Data for analysis:
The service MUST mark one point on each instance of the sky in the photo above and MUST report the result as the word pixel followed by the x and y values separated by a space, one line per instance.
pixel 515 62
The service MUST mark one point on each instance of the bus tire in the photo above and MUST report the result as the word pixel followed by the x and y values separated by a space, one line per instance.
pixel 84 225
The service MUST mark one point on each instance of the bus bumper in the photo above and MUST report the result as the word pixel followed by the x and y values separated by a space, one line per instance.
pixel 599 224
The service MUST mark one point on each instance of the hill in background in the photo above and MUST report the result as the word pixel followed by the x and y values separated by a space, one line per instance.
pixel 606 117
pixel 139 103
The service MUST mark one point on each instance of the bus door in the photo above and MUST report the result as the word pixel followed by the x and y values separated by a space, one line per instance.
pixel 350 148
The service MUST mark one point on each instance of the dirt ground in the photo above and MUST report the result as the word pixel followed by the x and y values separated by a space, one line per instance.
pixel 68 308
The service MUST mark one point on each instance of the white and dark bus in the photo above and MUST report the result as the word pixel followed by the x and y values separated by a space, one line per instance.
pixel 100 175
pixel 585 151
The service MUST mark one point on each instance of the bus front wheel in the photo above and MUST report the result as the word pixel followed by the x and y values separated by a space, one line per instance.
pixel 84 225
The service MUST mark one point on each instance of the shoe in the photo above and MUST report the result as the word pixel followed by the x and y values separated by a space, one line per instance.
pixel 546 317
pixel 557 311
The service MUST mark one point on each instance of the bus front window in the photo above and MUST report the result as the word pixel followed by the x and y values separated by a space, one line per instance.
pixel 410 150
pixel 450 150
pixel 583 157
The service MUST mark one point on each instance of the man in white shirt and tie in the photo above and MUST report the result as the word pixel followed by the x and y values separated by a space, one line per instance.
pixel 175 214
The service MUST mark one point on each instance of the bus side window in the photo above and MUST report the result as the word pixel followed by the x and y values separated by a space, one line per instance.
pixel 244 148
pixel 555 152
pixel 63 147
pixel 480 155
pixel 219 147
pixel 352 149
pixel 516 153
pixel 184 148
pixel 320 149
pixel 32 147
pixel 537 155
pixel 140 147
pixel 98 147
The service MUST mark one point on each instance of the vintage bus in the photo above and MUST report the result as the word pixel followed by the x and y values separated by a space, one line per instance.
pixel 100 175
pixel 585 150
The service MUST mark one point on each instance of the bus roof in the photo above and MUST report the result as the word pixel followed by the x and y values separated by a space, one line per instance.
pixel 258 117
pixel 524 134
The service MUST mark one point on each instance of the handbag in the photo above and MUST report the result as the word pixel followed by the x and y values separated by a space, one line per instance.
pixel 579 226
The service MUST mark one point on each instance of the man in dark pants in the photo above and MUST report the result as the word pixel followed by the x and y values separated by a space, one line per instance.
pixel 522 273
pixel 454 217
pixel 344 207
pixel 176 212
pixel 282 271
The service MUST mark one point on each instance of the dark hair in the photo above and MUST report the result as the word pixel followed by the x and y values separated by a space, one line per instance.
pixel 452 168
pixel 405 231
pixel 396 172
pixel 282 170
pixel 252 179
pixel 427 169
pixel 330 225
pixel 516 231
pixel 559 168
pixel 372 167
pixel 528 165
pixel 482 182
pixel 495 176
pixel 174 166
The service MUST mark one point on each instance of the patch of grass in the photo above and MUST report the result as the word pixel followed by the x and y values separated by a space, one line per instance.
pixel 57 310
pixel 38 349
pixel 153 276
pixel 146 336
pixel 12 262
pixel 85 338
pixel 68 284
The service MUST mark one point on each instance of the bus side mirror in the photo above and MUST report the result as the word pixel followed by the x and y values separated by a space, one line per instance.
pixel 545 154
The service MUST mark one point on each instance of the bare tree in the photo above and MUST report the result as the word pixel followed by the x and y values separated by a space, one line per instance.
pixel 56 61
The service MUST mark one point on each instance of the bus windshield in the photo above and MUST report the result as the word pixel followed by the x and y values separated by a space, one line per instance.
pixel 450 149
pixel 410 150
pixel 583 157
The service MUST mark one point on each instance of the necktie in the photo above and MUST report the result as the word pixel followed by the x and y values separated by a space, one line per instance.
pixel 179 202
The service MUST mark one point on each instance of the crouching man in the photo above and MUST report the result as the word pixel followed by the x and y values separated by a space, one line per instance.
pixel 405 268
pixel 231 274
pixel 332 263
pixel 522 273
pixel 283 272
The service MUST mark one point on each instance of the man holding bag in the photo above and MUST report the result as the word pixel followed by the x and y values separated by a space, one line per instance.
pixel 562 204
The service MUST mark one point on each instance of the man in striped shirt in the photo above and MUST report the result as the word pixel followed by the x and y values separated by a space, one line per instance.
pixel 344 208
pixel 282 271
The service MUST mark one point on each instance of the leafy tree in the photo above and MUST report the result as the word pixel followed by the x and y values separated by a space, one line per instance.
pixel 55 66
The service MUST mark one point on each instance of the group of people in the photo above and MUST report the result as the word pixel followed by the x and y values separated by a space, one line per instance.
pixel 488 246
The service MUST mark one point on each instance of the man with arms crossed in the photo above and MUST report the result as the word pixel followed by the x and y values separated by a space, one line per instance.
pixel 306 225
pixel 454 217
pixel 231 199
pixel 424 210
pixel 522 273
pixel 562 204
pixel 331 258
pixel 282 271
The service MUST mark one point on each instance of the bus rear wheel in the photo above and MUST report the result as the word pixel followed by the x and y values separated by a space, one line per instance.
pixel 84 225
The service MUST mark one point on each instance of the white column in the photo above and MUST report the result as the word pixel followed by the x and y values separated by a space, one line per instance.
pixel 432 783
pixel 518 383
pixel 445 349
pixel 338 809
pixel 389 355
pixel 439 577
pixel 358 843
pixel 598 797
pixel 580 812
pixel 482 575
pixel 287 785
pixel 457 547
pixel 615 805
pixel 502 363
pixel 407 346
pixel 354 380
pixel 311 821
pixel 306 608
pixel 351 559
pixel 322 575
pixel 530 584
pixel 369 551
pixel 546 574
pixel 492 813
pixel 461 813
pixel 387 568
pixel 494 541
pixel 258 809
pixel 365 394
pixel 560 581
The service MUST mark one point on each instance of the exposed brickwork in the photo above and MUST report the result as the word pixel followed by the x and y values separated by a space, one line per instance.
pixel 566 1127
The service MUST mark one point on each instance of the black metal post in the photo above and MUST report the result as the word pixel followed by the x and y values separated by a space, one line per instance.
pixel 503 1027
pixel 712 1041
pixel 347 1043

Exercise aim:
Reproduce all the records, exactly and in full.

Problem solution:
The service MUST mark one point on each instance of the sky in the photo above and MUST report the result as the word pixel followed by the x and y values separated by a space, one line per instance.
pixel 515 62
The service MUST mark one point on each instance of the bus tire in the photo above and MUST report the result as the word pixel followed by the x and y values separated by a space, one line per instance.
pixel 84 225
The service MUST mark one point on each instance of the bus bumper in the photo above and MUST report the result as the word pixel followed by the x and y values separated by a space, one line per instance.
pixel 599 224
The service MUST mark one point on each instance of the hill in background in the photo above and MUST report the result as the word pixel followed by the x and y values separated by a space, one line per instance.
pixel 606 117
pixel 139 103
The service MUST mark one point on each instance of the bus door in the photo above and MUST report the result as the word pixel followed by the x and y values separated by a space, one line per instance.
pixel 350 148
The service MUST mark one point on each instance of the dirt ground in the photo above and MUST report the result as the word pixel followed by the x and y values separated by a space, one line per instance.
pixel 68 308
The service MUST mark one point on each instance of the white and dark bus in the photo above and MUST report the result as the word pixel followed by the x and y values separated by a space, one line per instance.
pixel 100 175
pixel 585 151
The service MUST mark one point on each instance of the bus front wheel in the photo above and MUST report the result as the word pixel followed by the x and y values separated by a space, one line per instance.
pixel 84 225
The service MUST mark one point on each instance of the shoe in the photo above and MUST report the result as the word pixel followed by the x and y values separated by a space, one line per instance.
pixel 546 317
pixel 557 311
The service MUST mark one point on each instance of the bus front window in the photo above and MUST report the result as the word pixel followed by the x and y values separated by a space, one line per instance.
pixel 410 150
pixel 450 150
pixel 583 157
The service MUST mark one point on each instance of the man in white shirt and tie in the photo above and MUST report the result as the word pixel followed by the x and y values separated by a space, one line per instance.
pixel 175 214
The service MUST mark one point on each instance of the bus side window in the photo above and MUST report the result as the word pixel followed by the x and y values separated by a space, one line per instance.
pixel 244 148
pixel 555 152
pixel 63 147
pixel 480 155
pixel 219 147
pixel 352 149
pixel 516 153
pixel 184 148
pixel 320 149
pixel 32 147
pixel 537 155
pixel 140 147
pixel 98 147
The service MUST mark one point on each instance of the vintage bus in the photo above and MUST report the result as the word pixel followed by the x and y values separated by a space, one line per instance.
pixel 100 175
pixel 585 150
The service MUST mark one point on each instance of the bus roof in the photo above and MUST report the result as the word pixel followed by the x and y values separated by a space, one line per instance.
pixel 258 117
pixel 524 134
The service MUST mark one point on each instance of the handbag in the photo above and MUST report the result as the word pixel followed by the x and y values separated by a space, one line per instance.
pixel 579 226
The service MUST mark one point on each instance of the man in dark pants in the photo above and MUST report the result as the word pixel followed by the x and y values separated by a space, one line per instance.
pixel 522 273
pixel 454 217
pixel 344 207
pixel 176 212
pixel 282 271
The service MUST mark one point on each instance of the dark hair in the photo above and MUST report the result as the word pixel followed by the x and y values separated by a space, one line per instance.
pixel 452 168
pixel 405 231
pixel 396 172
pixel 282 170
pixel 252 179
pixel 427 169
pixel 330 225
pixel 516 231
pixel 559 168
pixel 372 167
pixel 528 165
pixel 482 182
pixel 495 176
pixel 174 166
The service MUST mark one point on each instance of the patch of grass in the photo above and MUST report the result as the word pixel followed by the x and y values separated by a space, one line per instance.
pixel 57 310
pixel 38 349
pixel 153 276
pixel 146 336
pixel 12 262
pixel 85 338
pixel 68 284
The service MUST mark one point on each instance of the bus side mirror in the photo above and MUST report the result as the word pixel followed by the x and y values separated by a space, one line per instance.
pixel 545 154
The service MUST mark one point on each instance of the bare tree in the photo above and MUST report the result as the word pixel followed by the x and y values separated by a space, one line per instance.
pixel 56 61
The service MUST mark one point on each instance of the bus windshield in the photo above and MUST report the result as the word pixel followed by the x and y values separated by a space, one line per instance.
pixel 450 149
pixel 410 150
pixel 583 157
The service MUST mark one point on each instance of the necktie in the photo above and MUST report the result as the word pixel followed by the x and y values separated by a space, one line per instance.
pixel 179 202
The service MUST mark one point on each instance of the crouching man in the photo above and MUST report the result as the word pixel followed by the x and y values separated by a space, one line per instance.
pixel 405 268
pixel 231 274
pixel 332 263
pixel 522 273
pixel 283 272
The service MUST mark one point on each instance of the man holding bag in the photo above and MUST report the result as the word pixel followed by the x and y values separated by a space, one line per instance.
pixel 562 204
The service MUST mark one point on each instance of the man in striped shirt in the photo above and MUST report the result as the word pixel followed by the x and y values separated by a space, one line per instance.
pixel 344 208
pixel 282 271
The service MUST mark one point on each instance of the leafy tree in the photo above and MUST report the result as the word pixel followed by the x and y values separated by a space, one line per instance.
pixel 55 66
The service MUST mark one point on each instance of the group of people in the photo above and MUST report the result as the word pixel followed by the x and y values separated by a space, one line per instance.
pixel 488 246
The service MUST mark one point on each instance of the man with arms crossed in the photo above and MUST report the result as the word pixel followed by the x and y values separated by a space, one line per instance.
pixel 306 225
pixel 454 217
pixel 231 199
pixel 424 210
pixel 522 273
pixel 562 204
pixel 331 258
pixel 282 271
The service MUST mark one point on each instance of the bus rear wheel in the photo above and MUST report the result as the word pixel followed by the x and y values separated by a space, one line per instance.
pixel 84 225
The service MUST mark one point on each instance of the white column in the photo above and MUST report the result as the word pixel followed by the x and y values separated by a space, one line per instance.
pixel 432 783
pixel 518 383
pixel 445 349
pixel 338 809
pixel 389 355
pixel 439 577
pixel 358 843
pixel 598 797
pixel 580 812
pixel 482 575
pixel 287 785
pixel 457 547
pixel 615 805
pixel 502 363
pixel 407 346
pixel 354 380
pixel 311 821
pixel 306 608
pixel 351 559
pixel 322 575
pixel 530 584
pixel 369 551
pixel 546 574
pixel 492 813
pixel 461 813
pixel 387 568
pixel 494 541
pixel 258 809
pixel 365 394
pixel 560 581
The service MUST mark one point on each instance of the exposed brickwork in the photo above and MUST report the result as the word pixel followed by the x and y values separated by a space, one line per instance.
pixel 566 1127
The service MUST mark one point on each instance of the black metal post in the photo above and MUST report the result as the word pixel followed by the x and y values separated by a space, one line per instance.
pixel 503 1027
pixel 712 1041
pixel 347 1043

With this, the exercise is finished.